**Stated goal**
Make a verbatim copy of the entries below; pictures stay out.

═══ Record set ═══

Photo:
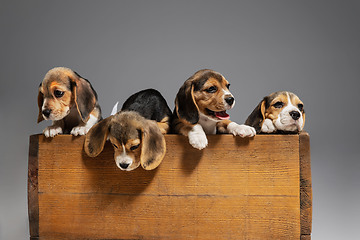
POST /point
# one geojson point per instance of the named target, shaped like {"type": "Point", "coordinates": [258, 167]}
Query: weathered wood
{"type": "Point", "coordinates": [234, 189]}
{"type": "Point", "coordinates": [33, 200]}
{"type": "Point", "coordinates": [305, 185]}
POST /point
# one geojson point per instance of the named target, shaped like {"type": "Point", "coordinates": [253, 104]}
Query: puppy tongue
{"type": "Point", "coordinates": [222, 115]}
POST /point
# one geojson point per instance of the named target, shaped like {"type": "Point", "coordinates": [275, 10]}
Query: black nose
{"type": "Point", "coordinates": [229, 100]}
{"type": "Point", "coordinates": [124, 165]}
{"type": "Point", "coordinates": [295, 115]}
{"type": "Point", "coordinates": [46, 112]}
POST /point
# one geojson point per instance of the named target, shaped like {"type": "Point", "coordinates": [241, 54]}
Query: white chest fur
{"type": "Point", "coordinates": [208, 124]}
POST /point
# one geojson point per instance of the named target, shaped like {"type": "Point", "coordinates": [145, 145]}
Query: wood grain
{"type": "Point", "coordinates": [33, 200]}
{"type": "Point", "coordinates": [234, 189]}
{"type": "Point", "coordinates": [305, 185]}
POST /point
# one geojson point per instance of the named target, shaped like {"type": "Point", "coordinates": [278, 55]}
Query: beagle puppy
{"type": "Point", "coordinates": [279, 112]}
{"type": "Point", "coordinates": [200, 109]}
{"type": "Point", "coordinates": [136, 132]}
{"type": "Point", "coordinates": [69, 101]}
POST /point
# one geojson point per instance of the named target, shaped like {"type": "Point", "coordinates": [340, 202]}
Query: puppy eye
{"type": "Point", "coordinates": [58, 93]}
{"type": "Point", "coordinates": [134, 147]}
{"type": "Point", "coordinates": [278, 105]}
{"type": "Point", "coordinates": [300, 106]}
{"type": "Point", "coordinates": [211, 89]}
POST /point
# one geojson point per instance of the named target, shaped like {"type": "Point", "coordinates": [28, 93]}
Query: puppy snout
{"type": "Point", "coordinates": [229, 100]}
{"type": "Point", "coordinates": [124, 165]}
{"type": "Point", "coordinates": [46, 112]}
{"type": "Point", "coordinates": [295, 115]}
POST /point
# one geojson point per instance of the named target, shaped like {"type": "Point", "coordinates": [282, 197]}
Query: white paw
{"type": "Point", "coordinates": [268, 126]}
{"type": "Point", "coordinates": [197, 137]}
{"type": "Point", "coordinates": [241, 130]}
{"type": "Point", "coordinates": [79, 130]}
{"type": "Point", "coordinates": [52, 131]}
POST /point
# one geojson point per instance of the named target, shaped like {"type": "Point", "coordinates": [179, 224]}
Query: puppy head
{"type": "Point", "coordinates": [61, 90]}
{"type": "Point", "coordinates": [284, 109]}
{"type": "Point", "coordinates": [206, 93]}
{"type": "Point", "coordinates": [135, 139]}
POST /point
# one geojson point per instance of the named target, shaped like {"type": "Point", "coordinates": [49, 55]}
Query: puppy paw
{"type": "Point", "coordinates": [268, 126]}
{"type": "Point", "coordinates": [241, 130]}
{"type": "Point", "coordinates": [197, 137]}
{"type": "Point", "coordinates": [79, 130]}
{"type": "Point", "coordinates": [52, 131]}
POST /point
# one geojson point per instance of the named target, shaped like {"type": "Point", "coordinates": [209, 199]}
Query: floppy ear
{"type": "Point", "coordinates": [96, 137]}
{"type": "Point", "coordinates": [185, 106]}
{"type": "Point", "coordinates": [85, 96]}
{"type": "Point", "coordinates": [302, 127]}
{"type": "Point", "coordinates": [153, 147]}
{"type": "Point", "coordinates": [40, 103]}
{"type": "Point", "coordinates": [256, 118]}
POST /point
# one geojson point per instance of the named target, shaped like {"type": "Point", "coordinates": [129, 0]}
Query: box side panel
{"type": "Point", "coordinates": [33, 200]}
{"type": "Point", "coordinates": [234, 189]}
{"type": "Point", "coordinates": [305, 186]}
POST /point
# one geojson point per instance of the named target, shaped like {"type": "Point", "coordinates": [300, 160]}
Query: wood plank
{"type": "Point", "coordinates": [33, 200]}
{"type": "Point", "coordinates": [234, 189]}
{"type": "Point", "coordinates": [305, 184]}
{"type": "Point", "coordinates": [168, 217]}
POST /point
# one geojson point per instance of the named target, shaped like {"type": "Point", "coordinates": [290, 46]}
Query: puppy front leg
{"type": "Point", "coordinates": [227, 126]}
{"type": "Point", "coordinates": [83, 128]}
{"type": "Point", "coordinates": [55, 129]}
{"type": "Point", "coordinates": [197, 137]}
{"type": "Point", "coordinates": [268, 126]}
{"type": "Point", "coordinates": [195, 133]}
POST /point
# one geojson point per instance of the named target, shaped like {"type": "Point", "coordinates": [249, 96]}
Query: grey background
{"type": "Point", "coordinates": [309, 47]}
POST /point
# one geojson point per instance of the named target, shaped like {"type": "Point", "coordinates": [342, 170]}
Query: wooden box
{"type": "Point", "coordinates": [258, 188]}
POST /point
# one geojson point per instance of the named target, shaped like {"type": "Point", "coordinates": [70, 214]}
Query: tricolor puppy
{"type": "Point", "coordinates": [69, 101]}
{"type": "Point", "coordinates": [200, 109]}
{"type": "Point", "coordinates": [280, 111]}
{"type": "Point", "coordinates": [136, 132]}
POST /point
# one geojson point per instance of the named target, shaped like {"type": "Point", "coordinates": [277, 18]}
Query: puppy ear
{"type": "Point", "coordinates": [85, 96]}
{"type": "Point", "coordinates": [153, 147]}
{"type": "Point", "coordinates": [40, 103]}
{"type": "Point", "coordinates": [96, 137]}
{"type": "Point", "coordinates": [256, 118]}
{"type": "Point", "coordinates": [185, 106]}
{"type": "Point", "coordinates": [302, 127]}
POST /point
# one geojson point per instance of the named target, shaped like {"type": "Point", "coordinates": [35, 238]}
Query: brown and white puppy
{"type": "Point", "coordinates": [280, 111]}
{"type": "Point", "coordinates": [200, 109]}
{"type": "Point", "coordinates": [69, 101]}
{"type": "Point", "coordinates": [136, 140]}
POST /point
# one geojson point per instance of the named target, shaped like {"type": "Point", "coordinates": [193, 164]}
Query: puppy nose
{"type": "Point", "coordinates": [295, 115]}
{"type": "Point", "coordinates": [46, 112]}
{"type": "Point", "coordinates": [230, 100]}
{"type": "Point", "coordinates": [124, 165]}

═══

**Solution**
Photo:
POST /point
# one geojson point per instance of the named target, shaped like {"type": "Point", "coordinates": [258, 167]}
Query: weathered wood
{"type": "Point", "coordinates": [234, 189]}
{"type": "Point", "coordinates": [33, 200]}
{"type": "Point", "coordinates": [305, 185]}
POST /point
# one geojson point per instance of the named target, shaped like {"type": "Point", "coordinates": [253, 104]}
Query: puppy tongue
{"type": "Point", "coordinates": [222, 115]}
POST /point
# one geojson point per instance of the named target, shaped like {"type": "Point", "coordinates": [275, 10]}
Query: black nose
{"type": "Point", "coordinates": [229, 100]}
{"type": "Point", "coordinates": [124, 165]}
{"type": "Point", "coordinates": [295, 115]}
{"type": "Point", "coordinates": [46, 112]}
POST /point
# one geojson point per instance of the named target, shaped like {"type": "Point", "coordinates": [241, 54]}
Query: white chest fur
{"type": "Point", "coordinates": [208, 124]}
POST /point
# one geojson point per instance of the named target, shaped like {"type": "Point", "coordinates": [145, 145]}
Query: wood grain
{"type": "Point", "coordinates": [33, 200]}
{"type": "Point", "coordinates": [234, 189]}
{"type": "Point", "coordinates": [305, 185]}
POST /point
# one geojson point per instance of the named target, shaped like {"type": "Point", "coordinates": [278, 55]}
Query: beagle puppy
{"type": "Point", "coordinates": [279, 112]}
{"type": "Point", "coordinates": [200, 109]}
{"type": "Point", "coordinates": [136, 132]}
{"type": "Point", "coordinates": [69, 101]}
POST /point
# one geojson point per instance of the named target, shaped like {"type": "Point", "coordinates": [340, 202]}
Query: puppy eye
{"type": "Point", "coordinates": [58, 93]}
{"type": "Point", "coordinates": [134, 147]}
{"type": "Point", "coordinates": [278, 105]}
{"type": "Point", "coordinates": [300, 106]}
{"type": "Point", "coordinates": [211, 89]}
POST /point
# one geojson point per instance of the named target, shaped like {"type": "Point", "coordinates": [28, 93]}
Query: puppy snout
{"type": "Point", "coordinates": [229, 100]}
{"type": "Point", "coordinates": [124, 165]}
{"type": "Point", "coordinates": [46, 112]}
{"type": "Point", "coordinates": [295, 115]}
POST /point
# one geojson point per instance of the named target, shaped like {"type": "Point", "coordinates": [282, 197]}
Query: white paw
{"type": "Point", "coordinates": [268, 126]}
{"type": "Point", "coordinates": [197, 137]}
{"type": "Point", "coordinates": [241, 130]}
{"type": "Point", "coordinates": [79, 130]}
{"type": "Point", "coordinates": [52, 131]}
POST /point
# one geojson point per instance of the named target, shaped like {"type": "Point", "coordinates": [179, 224]}
Query: puppy head
{"type": "Point", "coordinates": [61, 90]}
{"type": "Point", "coordinates": [284, 109]}
{"type": "Point", "coordinates": [206, 93]}
{"type": "Point", "coordinates": [135, 139]}
POST /point
# one geojson point per instance of the named target, shaped like {"type": "Point", "coordinates": [49, 55]}
Query: puppy paw
{"type": "Point", "coordinates": [268, 126]}
{"type": "Point", "coordinates": [241, 130]}
{"type": "Point", "coordinates": [197, 137]}
{"type": "Point", "coordinates": [79, 130]}
{"type": "Point", "coordinates": [52, 131]}
POST /point
# one geojson point per instance of the named target, shaped like {"type": "Point", "coordinates": [209, 199]}
Query: floppy ear
{"type": "Point", "coordinates": [96, 137]}
{"type": "Point", "coordinates": [185, 106]}
{"type": "Point", "coordinates": [85, 96]}
{"type": "Point", "coordinates": [302, 127]}
{"type": "Point", "coordinates": [153, 147]}
{"type": "Point", "coordinates": [40, 103]}
{"type": "Point", "coordinates": [256, 118]}
POST /point
# one geojson point per instance of the named target, shaped like {"type": "Point", "coordinates": [129, 0]}
Query: box side panel
{"type": "Point", "coordinates": [33, 200]}
{"type": "Point", "coordinates": [234, 189]}
{"type": "Point", "coordinates": [305, 186]}
POST /point
# one geojson point per instance of the named target, shaped like {"type": "Point", "coordinates": [300, 160]}
Query: wood plank
{"type": "Point", "coordinates": [33, 200]}
{"type": "Point", "coordinates": [234, 189]}
{"type": "Point", "coordinates": [305, 184]}
{"type": "Point", "coordinates": [168, 217]}
POST /point
# one geojson point per instance of the named target, shaped like {"type": "Point", "coordinates": [290, 46]}
Query: puppy front leg
{"type": "Point", "coordinates": [227, 126]}
{"type": "Point", "coordinates": [83, 128]}
{"type": "Point", "coordinates": [55, 129]}
{"type": "Point", "coordinates": [197, 137]}
{"type": "Point", "coordinates": [268, 126]}
{"type": "Point", "coordinates": [195, 133]}
POST /point
# one geojson point per instance of the named target, shaped like {"type": "Point", "coordinates": [249, 96]}
Query: grey background
{"type": "Point", "coordinates": [309, 47]}
POST /point
# one geojson point per instance of the named target, shaped like {"type": "Point", "coordinates": [342, 170]}
Query: wooden box
{"type": "Point", "coordinates": [258, 188]}
POST /point
# one geojson point per instance of the named target, shaped like {"type": "Point", "coordinates": [70, 214]}
Query: tricolor puppy
{"type": "Point", "coordinates": [69, 101]}
{"type": "Point", "coordinates": [200, 109]}
{"type": "Point", "coordinates": [280, 111]}
{"type": "Point", "coordinates": [136, 132]}
POST /point
# one geojson point per instance of the named target, shaped like {"type": "Point", "coordinates": [277, 18]}
Query: puppy ear
{"type": "Point", "coordinates": [85, 96]}
{"type": "Point", "coordinates": [153, 147]}
{"type": "Point", "coordinates": [40, 103]}
{"type": "Point", "coordinates": [96, 137]}
{"type": "Point", "coordinates": [256, 118]}
{"type": "Point", "coordinates": [185, 106]}
{"type": "Point", "coordinates": [302, 127]}
POST /point
# one geojson point per instance of the named target, shaped like {"type": "Point", "coordinates": [35, 238]}
Query: brown and white puppy
{"type": "Point", "coordinates": [280, 111]}
{"type": "Point", "coordinates": [200, 109]}
{"type": "Point", "coordinates": [69, 101]}
{"type": "Point", "coordinates": [136, 140]}
POST /point
# one geojson point per instance of the named target, shaped like {"type": "Point", "coordinates": [193, 164]}
Query: puppy nose
{"type": "Point", "coordinates": [295, 115]}
{"type": "Point", "coordinates": [46, 112]}
{"type": "Point", "coordinates": [230, 100]}
{"type": "Point", "coordinates": [124, 165]}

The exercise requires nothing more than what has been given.